**Work to complete**:
Scan the entries line by line and return those with "striped".
Provided data below:
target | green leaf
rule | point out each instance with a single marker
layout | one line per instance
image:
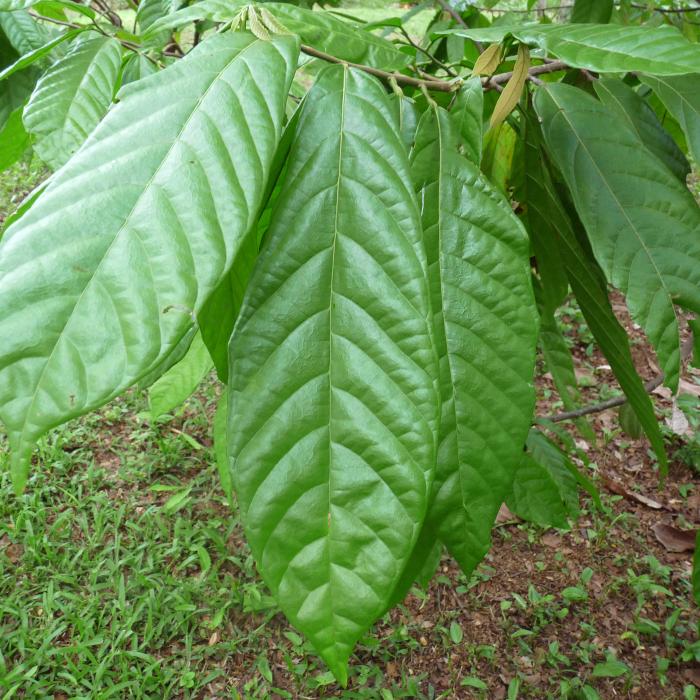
(221, 446)
(14, 140)
(486, 332)
(695, 578)
(130, 240)
(628, 201)
(467, 112)
(589, 287)
(604, 48)
(71, 98)
(23, 31)
(333, 408)
(636, 113)
(37, 54)
(545, 491)
(181, 380)
(681, 96)
(338, 37)
(592, 11)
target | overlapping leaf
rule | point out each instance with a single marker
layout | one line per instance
(642, 222)
(333, 407)
(641, 118)
(485, 330)
(605, 48)
(71, 98)
(681, 96)
(99, 279)
(587, 282)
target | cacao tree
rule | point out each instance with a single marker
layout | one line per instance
(367, 233)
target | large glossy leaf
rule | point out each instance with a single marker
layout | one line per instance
(605, 48)
(587, 283)
(635, 111)
(333, 407)
(486, 332)
(338, 37)
(630, 203)
(180, 381)
(71, 98)
(681, 95)
(100, 278)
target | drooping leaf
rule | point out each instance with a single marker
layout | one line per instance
(23, 31)
(131, 241)
(592, 11)
(467, 113)
(14, 140)
(681, 96)
(629, 202)
(337, 37)
(545, 491)
(635, 111)
(221, 446)
(485, 334)
(181, 380)
(588, 286)
(71, 98)
(508, 99)
(604, 48)
(333, 407)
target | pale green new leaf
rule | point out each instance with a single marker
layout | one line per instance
(333, 406)
(587, 283)
(635, 111)
(338, 37)
(486, 333)
(630, 204)
(545, 490)
(604, 48)
(71, 98)
(134, 233)
(14, 140)
(681, 96)
(181, 380)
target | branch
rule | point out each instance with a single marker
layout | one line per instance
(653, 383)
(400, 78)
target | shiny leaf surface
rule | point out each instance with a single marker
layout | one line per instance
(131, 242)
(333, 408)
(629, 202)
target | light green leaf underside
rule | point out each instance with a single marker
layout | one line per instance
(587, 282)
(605, 48)
(179, 382)
(333, 408)
(681, 96)
(545, 490)
(338, 37)
(486, 332)
(636, 113)
(630, 203)
(131, 241)
(71, 98)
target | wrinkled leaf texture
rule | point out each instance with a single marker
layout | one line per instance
(485, 331)
(71, 98)
(100, 278)
(333, 405)
(643, 223)
(587, 281)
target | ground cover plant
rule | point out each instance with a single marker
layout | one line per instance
(366, 234)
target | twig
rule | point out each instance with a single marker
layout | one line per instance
(434, 85)
(649, 386)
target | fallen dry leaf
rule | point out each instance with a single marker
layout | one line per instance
(673, 539)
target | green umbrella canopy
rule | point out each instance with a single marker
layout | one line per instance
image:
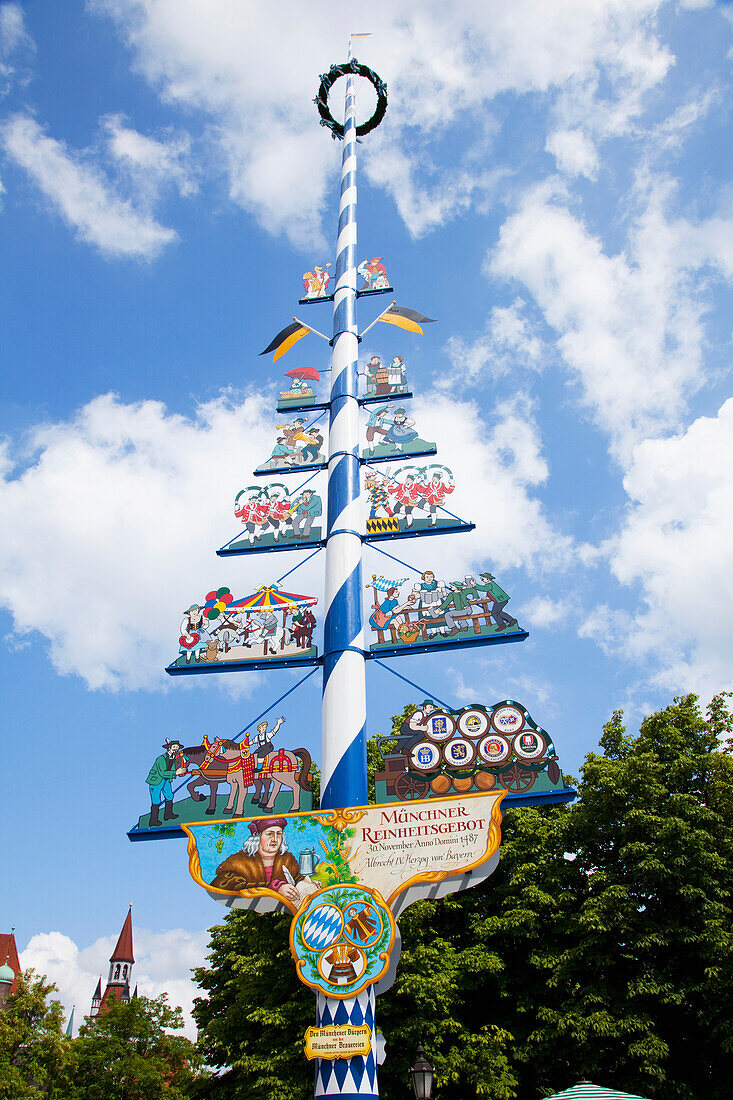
(584, 1090)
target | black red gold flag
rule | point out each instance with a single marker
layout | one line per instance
(405, 318)
(285, 339)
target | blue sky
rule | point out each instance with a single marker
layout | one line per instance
(551, 183)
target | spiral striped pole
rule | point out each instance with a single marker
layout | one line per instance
(343, 739)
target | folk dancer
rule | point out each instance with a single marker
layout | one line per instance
(429, 593)
(280, 513)
(372, 370)
(396, 374)
(379, 494)
(305, 509)
(408, 497)
(254, 515)
(374, 427)
(434, 493)
(401, 431)
(500, 597)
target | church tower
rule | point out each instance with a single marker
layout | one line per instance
(120, 971)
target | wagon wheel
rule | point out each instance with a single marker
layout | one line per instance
(517, 779)
(408, 787)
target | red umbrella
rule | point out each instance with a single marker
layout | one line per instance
(303, 372)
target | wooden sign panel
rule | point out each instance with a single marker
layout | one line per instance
(252, 774)
(267, 625)
(297, 447)
(273, 518)
(433, 613)
(392, 433)
(476, 748)
(387, 848)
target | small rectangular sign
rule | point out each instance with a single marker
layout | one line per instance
(338, 1041)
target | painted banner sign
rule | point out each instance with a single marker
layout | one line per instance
(476, 748)
(387, 848)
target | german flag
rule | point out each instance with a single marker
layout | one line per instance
(285, 339)
(405, 318)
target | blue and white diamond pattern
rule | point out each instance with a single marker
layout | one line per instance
(323, 927)
(348, 1077)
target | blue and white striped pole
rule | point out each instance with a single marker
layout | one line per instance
(343, 738)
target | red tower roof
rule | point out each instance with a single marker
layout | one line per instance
(123, 950)
(9, 953)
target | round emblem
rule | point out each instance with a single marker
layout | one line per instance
(494, 749)
(529, 745)
(362, 924)
(507, 719)
(341, 939)
(341, 965)
(323, 926)
(460, 752)
(439, 727)
(473, 723)
(425, 756)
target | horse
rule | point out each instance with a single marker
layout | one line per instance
(227, 761)
(269, 781)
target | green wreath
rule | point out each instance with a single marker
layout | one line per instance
(327, 81)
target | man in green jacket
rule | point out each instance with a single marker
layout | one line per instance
(457, 604)
(500, 597)
(159, 781)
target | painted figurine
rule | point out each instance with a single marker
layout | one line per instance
(373, 273)
(316, 282)
(263, 861)
(434, 492)
(500, 597)
(159, 782)
(375, 427)
(305, 509)
(401, 430)
(379, 493)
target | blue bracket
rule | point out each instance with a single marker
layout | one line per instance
(290, 545)
(490, 639)
(201, 668)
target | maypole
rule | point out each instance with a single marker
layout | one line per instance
(343, 746)
(347, 870)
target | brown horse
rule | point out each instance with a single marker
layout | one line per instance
(227, 761)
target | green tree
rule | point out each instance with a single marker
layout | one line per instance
(128, 1054)
(602, 946)
(252, 1023)
(35, 1059)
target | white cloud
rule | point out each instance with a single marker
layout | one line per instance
(630, 326)
(111, 523)
(250, 70)
(542, 612)
(507, 343)
(81, 195)
(111, 527)
(498, 468)
(163, 964)
(674, 548)
(152, 163)
(14, 39)
(573, 152)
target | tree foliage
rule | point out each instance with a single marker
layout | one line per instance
(34, 1058)
(127, 1053)
(602, 946)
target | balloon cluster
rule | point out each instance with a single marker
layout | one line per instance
(217, 602)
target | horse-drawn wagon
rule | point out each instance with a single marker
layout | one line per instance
(474, 749)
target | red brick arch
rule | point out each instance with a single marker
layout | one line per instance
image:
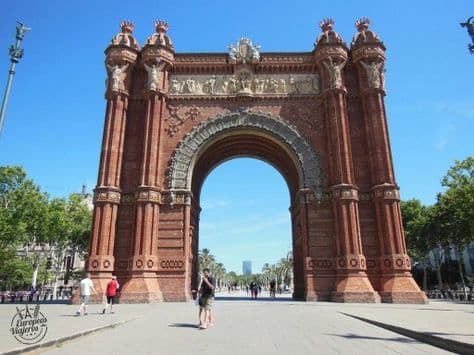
End of Provided data.
**Written answer**:
target | spiral striped pole
target | blue and white striped pole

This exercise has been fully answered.